*Stated exercise:*
Which lines in the rows below contain the string "wire"? Copy out each such line, and treat uppercase and lowercase as different.

* start *

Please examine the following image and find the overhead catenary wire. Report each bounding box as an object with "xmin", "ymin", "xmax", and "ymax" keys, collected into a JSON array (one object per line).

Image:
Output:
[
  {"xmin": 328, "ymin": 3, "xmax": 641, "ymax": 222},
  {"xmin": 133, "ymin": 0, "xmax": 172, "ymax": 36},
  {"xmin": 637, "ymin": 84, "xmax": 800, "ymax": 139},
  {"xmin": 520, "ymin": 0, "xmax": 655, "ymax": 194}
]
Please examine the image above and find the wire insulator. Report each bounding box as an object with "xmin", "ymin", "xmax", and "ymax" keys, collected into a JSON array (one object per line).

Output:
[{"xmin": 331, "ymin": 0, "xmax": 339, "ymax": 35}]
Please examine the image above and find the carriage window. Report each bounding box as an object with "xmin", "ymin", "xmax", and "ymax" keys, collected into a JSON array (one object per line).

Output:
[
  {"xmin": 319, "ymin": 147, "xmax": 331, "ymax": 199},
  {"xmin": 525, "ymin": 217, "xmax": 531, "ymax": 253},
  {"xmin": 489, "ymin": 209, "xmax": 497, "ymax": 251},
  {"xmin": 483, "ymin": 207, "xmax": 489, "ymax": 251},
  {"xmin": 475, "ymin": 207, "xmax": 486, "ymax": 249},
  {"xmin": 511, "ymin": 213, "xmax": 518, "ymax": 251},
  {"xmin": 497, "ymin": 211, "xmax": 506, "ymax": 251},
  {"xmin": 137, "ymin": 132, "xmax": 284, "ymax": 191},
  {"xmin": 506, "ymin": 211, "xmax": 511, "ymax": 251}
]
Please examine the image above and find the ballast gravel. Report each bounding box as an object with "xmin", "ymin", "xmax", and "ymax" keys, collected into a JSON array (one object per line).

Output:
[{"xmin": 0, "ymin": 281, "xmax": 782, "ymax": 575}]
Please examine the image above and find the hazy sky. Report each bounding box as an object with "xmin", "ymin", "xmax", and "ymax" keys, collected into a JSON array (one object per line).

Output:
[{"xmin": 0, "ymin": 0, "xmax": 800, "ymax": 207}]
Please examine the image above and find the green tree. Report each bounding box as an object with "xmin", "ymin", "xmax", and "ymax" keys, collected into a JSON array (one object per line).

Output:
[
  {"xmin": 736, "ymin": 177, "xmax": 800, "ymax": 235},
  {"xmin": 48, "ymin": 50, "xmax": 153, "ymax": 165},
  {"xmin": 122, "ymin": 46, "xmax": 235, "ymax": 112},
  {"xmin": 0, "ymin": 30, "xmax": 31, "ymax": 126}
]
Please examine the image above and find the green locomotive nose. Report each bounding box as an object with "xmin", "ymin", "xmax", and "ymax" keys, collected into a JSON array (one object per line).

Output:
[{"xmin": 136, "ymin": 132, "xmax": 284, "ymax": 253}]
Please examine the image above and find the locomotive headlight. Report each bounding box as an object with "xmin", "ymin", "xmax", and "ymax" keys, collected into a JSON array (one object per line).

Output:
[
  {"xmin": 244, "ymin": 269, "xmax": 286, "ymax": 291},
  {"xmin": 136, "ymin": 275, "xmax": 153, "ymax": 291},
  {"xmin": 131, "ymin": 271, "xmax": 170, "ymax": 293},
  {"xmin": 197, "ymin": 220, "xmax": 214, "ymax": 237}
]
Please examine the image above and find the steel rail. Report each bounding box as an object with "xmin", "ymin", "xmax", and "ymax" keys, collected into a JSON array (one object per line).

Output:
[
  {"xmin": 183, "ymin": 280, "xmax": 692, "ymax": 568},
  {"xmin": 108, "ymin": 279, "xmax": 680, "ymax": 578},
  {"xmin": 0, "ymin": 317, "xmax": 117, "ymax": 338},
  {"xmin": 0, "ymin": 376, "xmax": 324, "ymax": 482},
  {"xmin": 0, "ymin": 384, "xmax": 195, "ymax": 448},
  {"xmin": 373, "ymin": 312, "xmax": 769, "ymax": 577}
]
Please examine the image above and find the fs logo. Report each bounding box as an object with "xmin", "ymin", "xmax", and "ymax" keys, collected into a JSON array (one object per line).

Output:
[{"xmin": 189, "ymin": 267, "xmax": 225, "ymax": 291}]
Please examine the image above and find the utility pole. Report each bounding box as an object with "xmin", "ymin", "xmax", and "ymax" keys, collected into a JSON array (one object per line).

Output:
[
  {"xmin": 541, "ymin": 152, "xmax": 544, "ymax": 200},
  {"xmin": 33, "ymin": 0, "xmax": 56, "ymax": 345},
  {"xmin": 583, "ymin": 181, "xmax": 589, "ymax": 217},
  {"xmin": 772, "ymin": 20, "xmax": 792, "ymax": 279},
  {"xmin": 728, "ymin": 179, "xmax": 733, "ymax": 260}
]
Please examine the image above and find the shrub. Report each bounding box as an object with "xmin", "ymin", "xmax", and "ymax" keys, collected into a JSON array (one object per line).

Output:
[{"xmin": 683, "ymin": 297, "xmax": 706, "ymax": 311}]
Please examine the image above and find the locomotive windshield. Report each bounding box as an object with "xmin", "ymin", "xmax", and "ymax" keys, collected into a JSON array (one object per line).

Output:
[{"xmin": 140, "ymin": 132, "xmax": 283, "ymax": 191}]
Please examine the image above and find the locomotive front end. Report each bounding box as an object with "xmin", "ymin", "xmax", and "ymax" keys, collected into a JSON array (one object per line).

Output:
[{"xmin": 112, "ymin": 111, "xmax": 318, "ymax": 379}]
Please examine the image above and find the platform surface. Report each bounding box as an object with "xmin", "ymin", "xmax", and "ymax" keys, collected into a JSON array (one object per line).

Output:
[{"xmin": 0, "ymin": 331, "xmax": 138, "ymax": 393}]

* end *

*Complete output:*
Please examine the following image and find the overhead catenary wire. Report each bounding box as an object with "xmin", "ymin", "xmax", and "ymax" keys, collected into a JSON array (one object per line).
Please examine the image above and find the wire insulator. Report each bounding box as an object with "xmin", "ymin", "xmax", and "ymax" keys, collected into a JSON array (one object per line).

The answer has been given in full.